REQUIRED WORK:
Begin with the line where "Query: woman wearing patterned headscarf" appears. Set down that line and the rest of the records below it exactly as given.

Referring expression data
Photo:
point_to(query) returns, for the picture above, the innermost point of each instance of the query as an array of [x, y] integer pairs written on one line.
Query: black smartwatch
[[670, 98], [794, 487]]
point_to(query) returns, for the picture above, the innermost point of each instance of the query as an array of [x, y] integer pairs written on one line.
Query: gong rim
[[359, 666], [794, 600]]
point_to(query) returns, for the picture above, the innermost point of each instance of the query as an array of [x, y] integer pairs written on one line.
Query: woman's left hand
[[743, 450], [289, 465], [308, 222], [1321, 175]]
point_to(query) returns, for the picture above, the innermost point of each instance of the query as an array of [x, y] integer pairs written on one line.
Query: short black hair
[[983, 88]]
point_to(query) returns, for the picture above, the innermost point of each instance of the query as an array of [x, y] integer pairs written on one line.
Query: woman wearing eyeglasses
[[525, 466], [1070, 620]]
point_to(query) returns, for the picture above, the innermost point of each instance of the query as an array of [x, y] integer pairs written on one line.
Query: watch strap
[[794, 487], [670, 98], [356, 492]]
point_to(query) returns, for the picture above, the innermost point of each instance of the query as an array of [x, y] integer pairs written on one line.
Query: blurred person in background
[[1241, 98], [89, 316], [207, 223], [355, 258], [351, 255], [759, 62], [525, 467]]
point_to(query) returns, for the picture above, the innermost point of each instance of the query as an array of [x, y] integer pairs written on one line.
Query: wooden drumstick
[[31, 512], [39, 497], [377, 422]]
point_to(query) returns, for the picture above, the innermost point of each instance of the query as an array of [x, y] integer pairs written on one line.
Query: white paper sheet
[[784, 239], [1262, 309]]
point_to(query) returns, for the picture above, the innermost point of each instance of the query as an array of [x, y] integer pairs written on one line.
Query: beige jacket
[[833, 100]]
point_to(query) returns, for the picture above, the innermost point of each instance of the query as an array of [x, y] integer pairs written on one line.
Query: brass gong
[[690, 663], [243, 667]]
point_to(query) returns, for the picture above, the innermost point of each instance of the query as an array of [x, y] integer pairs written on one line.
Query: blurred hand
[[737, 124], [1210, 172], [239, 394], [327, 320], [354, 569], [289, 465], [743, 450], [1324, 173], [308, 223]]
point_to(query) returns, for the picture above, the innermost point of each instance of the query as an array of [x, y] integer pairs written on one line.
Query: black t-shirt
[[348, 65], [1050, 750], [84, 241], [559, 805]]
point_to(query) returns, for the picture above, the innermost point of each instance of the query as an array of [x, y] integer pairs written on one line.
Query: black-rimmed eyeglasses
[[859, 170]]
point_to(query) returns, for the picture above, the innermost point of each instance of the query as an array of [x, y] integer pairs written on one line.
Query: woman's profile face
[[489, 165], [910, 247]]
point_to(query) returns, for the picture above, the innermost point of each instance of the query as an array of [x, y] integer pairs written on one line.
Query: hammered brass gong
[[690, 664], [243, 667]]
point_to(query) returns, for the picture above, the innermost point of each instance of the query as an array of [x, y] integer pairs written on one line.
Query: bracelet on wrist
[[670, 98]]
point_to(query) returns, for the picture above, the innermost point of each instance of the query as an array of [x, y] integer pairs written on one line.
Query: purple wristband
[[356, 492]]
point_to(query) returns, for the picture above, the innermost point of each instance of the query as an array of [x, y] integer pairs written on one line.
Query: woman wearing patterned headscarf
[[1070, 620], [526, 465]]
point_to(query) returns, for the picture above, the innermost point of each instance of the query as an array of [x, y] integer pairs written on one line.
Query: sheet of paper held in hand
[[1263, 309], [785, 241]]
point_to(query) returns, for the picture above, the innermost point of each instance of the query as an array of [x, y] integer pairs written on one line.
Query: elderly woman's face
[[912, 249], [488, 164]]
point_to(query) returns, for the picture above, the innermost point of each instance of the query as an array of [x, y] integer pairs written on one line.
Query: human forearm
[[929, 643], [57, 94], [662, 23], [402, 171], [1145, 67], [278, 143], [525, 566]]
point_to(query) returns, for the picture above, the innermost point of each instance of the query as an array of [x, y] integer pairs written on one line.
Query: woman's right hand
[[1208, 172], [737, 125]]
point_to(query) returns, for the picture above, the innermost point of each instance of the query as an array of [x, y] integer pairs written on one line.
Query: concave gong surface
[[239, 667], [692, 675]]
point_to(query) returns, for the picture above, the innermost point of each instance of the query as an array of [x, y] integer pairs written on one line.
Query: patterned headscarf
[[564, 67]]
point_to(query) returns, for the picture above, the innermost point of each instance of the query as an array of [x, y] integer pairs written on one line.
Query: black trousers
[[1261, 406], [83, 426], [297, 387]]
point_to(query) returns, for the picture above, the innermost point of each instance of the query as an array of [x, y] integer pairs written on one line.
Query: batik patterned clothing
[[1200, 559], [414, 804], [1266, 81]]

RESULT FOR THIS EXERCISE:
Query: woman wearing patterned headscarf
[[1070, 620], [526, 465]]
point_to(query) returns, for the picture above, the innermost point of each instance of the query as an array of [x, y] integer pairs written on one line.
Query: sheet of paper held in hand
[[1263, 309], [785, 241]]
point_to(query) returns, for the picture above, the innermost point of each instance of the query as an array of [x, y] integer pairs written on one line.
Query: elderly woman's face
[[912, 249], [488, 164]]
point_to(query) returns, for the picture above, the innermost point of each instance of the query as an array of [x, y] integer pairs written on one line.
Query: human forearm
[[929, 643], [57, 94], [662, 23], [402, 171], [1145, 67], [278, 143], [525, 566]]
point_to(query) returns, for the picture above, the innermost point of each instance of the query as an array of [x, y] integer pairs written on one line.
Query: woman's right hand
[[1208, 172], [737, 125]]
point_to(query) returns, for the picture above, the innermost point of each instance of the query as an array of [x, y] integer pairs written on one line.
Query: concave gong surface
[[239, 667], [692, 675]]
point_to(query) returns, for the picture above, the innermost point of each instance of the query as an array of [x, y] integer pairs written on one line.
Query: patterned headscarf
[[564, 67]]
point_to(query) returns, for the picture above, the innermost point of each instance of the query as an array of [x, y] integer pairs written on one line.
Query: black trousers
[[1261, 406], [83, 426], [297, 387]]
point_to(query) returns, for the picture above, the innermost point of each instance of the query as an array of [x, y] integer pairs written on one line.
Query: batik patterned clothing
[[1200, 559], [414, 804], [1266, 81]]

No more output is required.